* Your goal *
Copy the entries from the line containing "Trace the outline of every instance of the <item>parking" through the end of the entries, replacing "parking lot asphalt" with "paved lot surface" and leaving everything else unchanged.

* Supplied entries *
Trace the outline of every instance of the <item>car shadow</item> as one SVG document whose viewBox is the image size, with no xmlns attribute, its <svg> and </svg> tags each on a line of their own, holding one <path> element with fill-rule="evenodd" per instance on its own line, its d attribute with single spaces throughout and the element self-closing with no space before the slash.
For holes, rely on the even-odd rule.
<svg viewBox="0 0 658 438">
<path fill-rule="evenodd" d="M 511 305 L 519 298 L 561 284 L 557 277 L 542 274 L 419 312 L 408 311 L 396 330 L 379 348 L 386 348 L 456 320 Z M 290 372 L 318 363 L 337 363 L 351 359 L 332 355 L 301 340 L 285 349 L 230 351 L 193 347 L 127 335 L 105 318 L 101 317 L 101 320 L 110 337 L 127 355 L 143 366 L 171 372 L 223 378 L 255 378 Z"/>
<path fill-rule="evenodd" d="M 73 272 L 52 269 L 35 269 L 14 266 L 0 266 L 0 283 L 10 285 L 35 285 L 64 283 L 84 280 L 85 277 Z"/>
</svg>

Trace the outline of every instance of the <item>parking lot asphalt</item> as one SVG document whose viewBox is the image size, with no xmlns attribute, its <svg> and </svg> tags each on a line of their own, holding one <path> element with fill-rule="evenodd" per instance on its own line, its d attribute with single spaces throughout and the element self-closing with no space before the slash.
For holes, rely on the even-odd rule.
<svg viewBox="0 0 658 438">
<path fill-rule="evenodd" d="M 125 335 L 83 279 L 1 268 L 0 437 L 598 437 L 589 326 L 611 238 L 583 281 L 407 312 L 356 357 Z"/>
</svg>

* Result of the task *
Trace the outline of every instance of the <item>paved lot surface</item> as one SVG document whose viewBox is the image size, with no xmlns attribute, its <svg> and </svg> tags each on a line of their own, holding one <path> element with fill-rule="evenodd" per instance on its own line, its d attribute with single spaces throughout and the element self-closing with no space before the slash.
For holes, rely on the even-odd rule.
<svg viewBox="0 0 658 438">
<path fill-rule="evenodd" d="M 125 335 L 83 279 L 1 268 L 0 437 L 598 437 L 589 326 L 611 238 L 583 281 L 407 312 L 356 357 Z"/>
</svg>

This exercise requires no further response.